▶ [Objective] Convert the records below into a Markdown table with two columns, Row and Record line, giving each line its own numbered row and omitting any blank lines.

▶ [Data]
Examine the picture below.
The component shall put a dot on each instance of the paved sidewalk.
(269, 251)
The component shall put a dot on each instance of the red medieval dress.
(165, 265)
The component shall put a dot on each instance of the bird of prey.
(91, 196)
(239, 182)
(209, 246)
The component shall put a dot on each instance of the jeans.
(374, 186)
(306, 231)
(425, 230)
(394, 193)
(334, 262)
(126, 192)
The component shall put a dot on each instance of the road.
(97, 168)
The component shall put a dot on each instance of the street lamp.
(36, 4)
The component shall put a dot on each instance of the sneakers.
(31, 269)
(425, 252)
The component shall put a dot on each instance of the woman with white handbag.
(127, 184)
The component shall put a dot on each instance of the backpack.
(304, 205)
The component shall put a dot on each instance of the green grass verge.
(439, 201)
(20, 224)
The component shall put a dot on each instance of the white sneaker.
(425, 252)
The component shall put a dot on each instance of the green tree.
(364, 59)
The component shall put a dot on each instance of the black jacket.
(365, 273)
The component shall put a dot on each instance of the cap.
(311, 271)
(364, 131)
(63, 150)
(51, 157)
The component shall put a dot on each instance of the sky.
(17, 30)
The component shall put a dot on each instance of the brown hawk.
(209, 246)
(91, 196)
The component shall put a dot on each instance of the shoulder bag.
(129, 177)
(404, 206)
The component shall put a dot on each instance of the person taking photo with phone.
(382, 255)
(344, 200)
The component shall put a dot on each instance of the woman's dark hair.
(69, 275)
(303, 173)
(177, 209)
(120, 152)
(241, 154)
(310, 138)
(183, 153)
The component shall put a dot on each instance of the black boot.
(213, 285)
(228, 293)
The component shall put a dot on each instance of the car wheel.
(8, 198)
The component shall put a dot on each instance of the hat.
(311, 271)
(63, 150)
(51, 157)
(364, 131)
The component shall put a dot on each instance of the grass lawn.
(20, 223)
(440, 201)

▶ [Reply to the exercise]
| Row | Record line |
|---|---|
| 1 | Examine the picture below. |
| 2 | The component shall put a dot on each instance of the paved sidewalk. |
| 3 | (269, 251) |
| 4 | The component shall put a dot on each instance of the red medieval dress. |
| 5 | (165, 265) |
| 6 | The component shall put a dot on each instance of the bird of prey. |
| 7 | (91, 196) |
| 8 | (239, 182) |
| 9 | (209, 246) |
| 10 | The component shall put a dot on each instance of the jeans. |
| 11 | (374, 186) |
| 12 | (306, 231) |
| 13 | (425, 230) |
| 14 | (394, 193) |
| 15 | (334, 262) |
| 16 | (126, 192) |
| 17 | The component shall put a dot on each instance of the road. |
| 18 | (97, 168) |
| 19 | The component shall put a dot on each instance of the street lamp. |
| 20 | (36, 4) |
| 21 | The component shall put a dot on each instance of the sneakers. |
| 22 | (31, 269) |
| 23 | (425, 252) |
| 24 | The component shall put a dot on each instance of the woman with white handbag. |
| 25 | (127, 184) |
| 26 | The component shall put a dot on each instance of the backpack. |
| 27 | (304, 205) |
| 28 | The component shall put a dot on each instance of the green grass verge. |
| 29 | (439, 201) |
| 30 | (20, 224) |
| 31 | The component shall put a dot on each instance of the white sneaker. |
| 32 | (425, 252) |
| 33 | The component shall put a dot on each instance of the green tree. |
| 34 | (364, 59) |
| 35 | The component shall put a dot on each instance of the black jacket. |
| 36 | (365, 273) |
| 37 | The component shall put a dot on each instance of the cap. |
| 38 | (311, 271) |
| 39 | (364, 131) |
| 40 | (63, 150) |
| 41 | (51, 157) |
| 42 | The component shall put a dot on each instance of the sky. |
| 43 | (17, 30) |
| 44 | The component shall put a dot on each instance of the brown hawk. |
| 45 | (209, 246) |
| 46 | (91, 196) |
| 47 | The component shall put a dot on each instance of the shoulder bag. |
| 48 | (129, 177) |
| 49 | (404, 206) |
| 50 | The component shall put a dot on each instance of the person taking photo with phone. |
| 51 | (382, 255) |
| 52 | (344, 200) |
| 53 | The component shall put a dot on each instance of the woman's dark hair. |
| 54 | (69, 275) |
| 55 | (303, 173) |
| 56 | (177, 209) |
| 57 | (120, 152) |
| 58 | (241, 154) |
| 59 | (310, 138) |
| 60 | (183, 153) |
| 61 | The component shall put a dot on each instance of the black boot. |
| 62 | (213, 285) |
| 63 | (228, 293) |
| 64 | The component shall put a dot on each instance of the car wheel. |
| 65 | (8, 198) |
| 66 | The component shall put a dot on each instance of the hat. |
| 67 | (311, 271) |
| 68 | (63, 150) |
| 69 | (51, 157) |
| 70 | (364, 131) |
| 71 | The component shall put a dot on each instance of the grass lawn. |
| 72 | (20, 223) |
| 73 | (440, 201) |